Problem to work on: Set down each entry below exactly as it stands.

'''

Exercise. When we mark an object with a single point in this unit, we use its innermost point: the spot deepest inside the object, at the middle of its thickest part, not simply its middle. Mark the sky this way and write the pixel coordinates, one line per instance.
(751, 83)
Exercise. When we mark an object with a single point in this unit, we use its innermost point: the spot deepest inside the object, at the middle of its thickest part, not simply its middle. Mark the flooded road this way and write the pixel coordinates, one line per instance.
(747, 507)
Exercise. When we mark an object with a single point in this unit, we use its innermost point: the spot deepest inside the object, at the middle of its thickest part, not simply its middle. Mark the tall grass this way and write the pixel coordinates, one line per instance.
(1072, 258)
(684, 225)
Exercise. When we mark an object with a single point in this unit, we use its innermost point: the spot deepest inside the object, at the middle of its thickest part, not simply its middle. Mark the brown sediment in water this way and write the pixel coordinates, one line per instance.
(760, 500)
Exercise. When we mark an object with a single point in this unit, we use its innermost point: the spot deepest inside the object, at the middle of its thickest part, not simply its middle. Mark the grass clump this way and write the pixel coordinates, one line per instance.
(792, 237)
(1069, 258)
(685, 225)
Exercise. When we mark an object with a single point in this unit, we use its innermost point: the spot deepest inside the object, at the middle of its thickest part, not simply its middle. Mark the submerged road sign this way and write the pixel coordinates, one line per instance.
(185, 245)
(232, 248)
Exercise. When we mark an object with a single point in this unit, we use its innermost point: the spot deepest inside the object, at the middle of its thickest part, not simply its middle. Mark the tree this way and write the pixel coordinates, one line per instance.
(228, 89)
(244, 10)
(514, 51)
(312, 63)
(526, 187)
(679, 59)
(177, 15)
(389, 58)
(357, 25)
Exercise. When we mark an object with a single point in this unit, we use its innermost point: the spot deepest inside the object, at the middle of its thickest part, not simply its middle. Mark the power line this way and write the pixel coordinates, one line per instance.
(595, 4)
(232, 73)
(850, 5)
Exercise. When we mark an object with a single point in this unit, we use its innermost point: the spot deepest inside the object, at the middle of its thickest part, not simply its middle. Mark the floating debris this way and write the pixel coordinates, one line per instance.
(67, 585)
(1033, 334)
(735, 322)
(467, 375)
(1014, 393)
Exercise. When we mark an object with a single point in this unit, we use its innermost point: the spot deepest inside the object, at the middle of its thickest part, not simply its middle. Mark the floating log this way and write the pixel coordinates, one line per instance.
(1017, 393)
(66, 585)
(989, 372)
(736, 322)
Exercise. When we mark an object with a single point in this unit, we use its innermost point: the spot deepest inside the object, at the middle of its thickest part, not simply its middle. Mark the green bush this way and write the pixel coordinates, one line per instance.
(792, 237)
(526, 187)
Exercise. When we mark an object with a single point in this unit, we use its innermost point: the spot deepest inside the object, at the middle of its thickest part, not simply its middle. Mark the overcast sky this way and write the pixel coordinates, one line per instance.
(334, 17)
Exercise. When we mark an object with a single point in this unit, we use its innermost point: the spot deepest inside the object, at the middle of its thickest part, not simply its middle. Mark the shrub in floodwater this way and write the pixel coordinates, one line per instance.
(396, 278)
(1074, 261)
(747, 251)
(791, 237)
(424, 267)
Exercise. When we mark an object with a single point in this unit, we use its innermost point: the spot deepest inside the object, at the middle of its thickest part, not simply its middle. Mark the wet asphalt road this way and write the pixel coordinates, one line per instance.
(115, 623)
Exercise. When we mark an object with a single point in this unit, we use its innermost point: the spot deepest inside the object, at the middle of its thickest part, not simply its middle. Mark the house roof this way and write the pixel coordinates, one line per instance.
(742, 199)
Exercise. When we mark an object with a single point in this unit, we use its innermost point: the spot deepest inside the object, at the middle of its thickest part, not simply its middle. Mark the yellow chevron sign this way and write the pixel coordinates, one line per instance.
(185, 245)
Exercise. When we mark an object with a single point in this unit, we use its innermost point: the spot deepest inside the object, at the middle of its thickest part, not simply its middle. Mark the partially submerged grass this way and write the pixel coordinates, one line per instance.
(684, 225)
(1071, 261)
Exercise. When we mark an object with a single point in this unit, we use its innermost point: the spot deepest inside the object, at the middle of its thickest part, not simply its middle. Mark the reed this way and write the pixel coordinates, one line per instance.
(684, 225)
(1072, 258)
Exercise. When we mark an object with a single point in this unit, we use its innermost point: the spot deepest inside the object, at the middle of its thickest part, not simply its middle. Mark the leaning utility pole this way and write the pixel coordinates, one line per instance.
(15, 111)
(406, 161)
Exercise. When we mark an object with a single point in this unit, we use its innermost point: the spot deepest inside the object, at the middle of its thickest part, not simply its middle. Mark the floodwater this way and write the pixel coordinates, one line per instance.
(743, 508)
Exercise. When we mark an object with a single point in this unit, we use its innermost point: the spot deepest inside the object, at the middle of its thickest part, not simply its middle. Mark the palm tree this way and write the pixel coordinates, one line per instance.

'''

Solved exercise:
Exercise. When we mark an object with a single point in this unit, we use its innermost point: the spot deepest inside the object, at the middle of its thickest part, not simply its middle. Mark the sky this way and write the pixel coordinates, one line per instance.
(751, 83)
Exercise. When we mark an object with a single point in this unit, we use its innermost point: the spot deepest inside the object, at the middle of its thickest part, not simply its middle. Mark the flooded road this way and write the pixel coordinates, one line per instance.
(747, 507)
Exercise. When we mark an object with a single point in this unit, we use its innermost point: the spot deepest inside the object, at the middle of its thickest part, not simply its middle. Mark the tall grass this way and write the pixel coordinates, one line per instance.
(1072, 258)
(684, 225)
Exercise. When we mark an object with a single point in this unit, we use its innermost point: the spot deepest inside the object, at the middle of its thickest part, not simply its middle. Mark the brown sediment in water this way and write the pixel coordinates, one line per instance.
(760, 500)
Exercise. When we mark an object with a single point in this unit, we use its innermost point: the spot deepest inside the object, at the middle of its thickest part, not simply its middle. Mark the grass clump this way and write the pixel coordinates, one line per instance.
(792, 237)
(1069, 258)
(685, 225)
Exercise. When we mark an object with a single point in this unit, we use its innermost point: the spot deepest inside the object, at the middle of its thickest part, not simply its middle. Mark the submerged road sign this way and write the pixel coordinates, one line per instance.
(185, 245)
(232, 248)
Exercise. When we mark an object with a single point in this unit, we use its innermost point: the spot deepest inside the object, at the middle of its thickest part, not simply its middle. Mark the tree this way and write the pixel coordinates, one line per instance.
(228, 89)
(244, 10)
(514, 51)
(312, 63)
(526, 187)
(679, 59)
(177, 15)
(389, 58)
(357, 25)
Exercise. When we mark an object with a single point in this unit, we use its innermost point: the spot deepest inside the object, at the middle of its thickest part, not simply its middle. Mark the power line this way and write the pixel coordinates, one line per instance.
(595, 4)
(232, 73)
(850, 5)
Exercise. When we mark an object with a single point in this unit, we use its innermost point: the spot deepest inside the object, at the middle of its thickest part, not simply its middle. Mark the floating debris this way and write the pixel coordinates, one line per instance.
(67, 585)
(1033, 334)
(735, 322)
(467, 375)
(1014, 393)
Exercise. When we mark an object with a single point in this unit, we use its innermost point: the spot deepest inside the object, at the middle of its thickest part, not simply its middle. Mark the floating log this way and write the pixel coordinates, one line per instance.
(1017, 393)
(66, 585)
(989, 372)
(736, 322)
Exercise. When we mark an object with a single point in this unit, we use its innermost point: the spot deepest inside the object, at the middle of its thickest part, not simply its middle. Mark the green bush this way and write the pixel coordinates, one line per instance.
(792, 237)
(526, 187)
Exercise. When we mark an object with a single point in this unit, we use its innermost point: the spot deepest inside the object, at the middle of its thickest part, not simply its middle. Mark the overcast sky this way and write the pixel coordinates, one line per instance.
(334, 17)
Exercise. When we mark an object with a single point in this unit, we use its innermost point: the spot deepest inside the object, at the middle of its thickest part, not simply its middle. Mark the shrub in floodwater this way and write the pixel coordinates, one line per instance.
(396, 278)
(1074, 261)
(747, 251)
(791, 237)
(424, 267)
Exercise. When we mark an object with a single point in this unit, we use its innermost point: the spot deepest inside the object, at the middle of its thickest part, not simply its middle. Mark the wet asphalt road this way and write the pixel coordinates, one line per instance.
(115, 623)
Exercise. When we mark an object with a single point in this unit, we use its innermost point: the spot deepest inside the object, at the middle of its thickest part, not simply its middle. Mark the house roof this way and write the pixel coordinates, one line per instance.
(742, 199)
Exercise. When we mark an object with a single point in this unit, we use its innermost point: the spot deepest inside the object, at the middle of its thickest part, not simply its middle. Mark the yellow chevron sign this way and write the pixel coordinates, one line per instance.
(185, 245)
Exercise. When we mark an object with a single point in this unit, we use its innermost point: the spot deepest inside the object, at the middle of its thickest part, not simply its middle. Mark the partially submerged grass this way and write the pixel coordinates, one line per instance.
(684, 225)
(1071, 261)
Exercise. When we mark an object with a single point in this unit, we use its innermost point: the spot deepest inside the object, at the middle of its thickest part, not simply its middle. Mark the reed this way and write the pixel coordinates, one line per instance.
(684, 225)
(1072, 258)
Exercise. When we mark an object with a single point in this unit, we use its innermost point: the spot deepest inside the object, at the middle of its thickest part, not simply its middle. Mark the leaning utility pole this way and write the pixel coordinates, one line per instance.
(15, 111)
(406, 161)
Exercise. When we mark an object with a single point in this unit, we use its innermost point: the spot deepest inside the object, at the middle of its thickest part, not simply its middle. Mark the floodwater this way and write the pixel coordinates, one line per instance.
(743, 508)
Exercise. When we mark an object with a single point in this unit, we use its innermost point: the spot deepest inside the object, at the middle of its thickest part, not simply its middle. Mark the palm tree this way and write the pixel coordinates, one line per instance.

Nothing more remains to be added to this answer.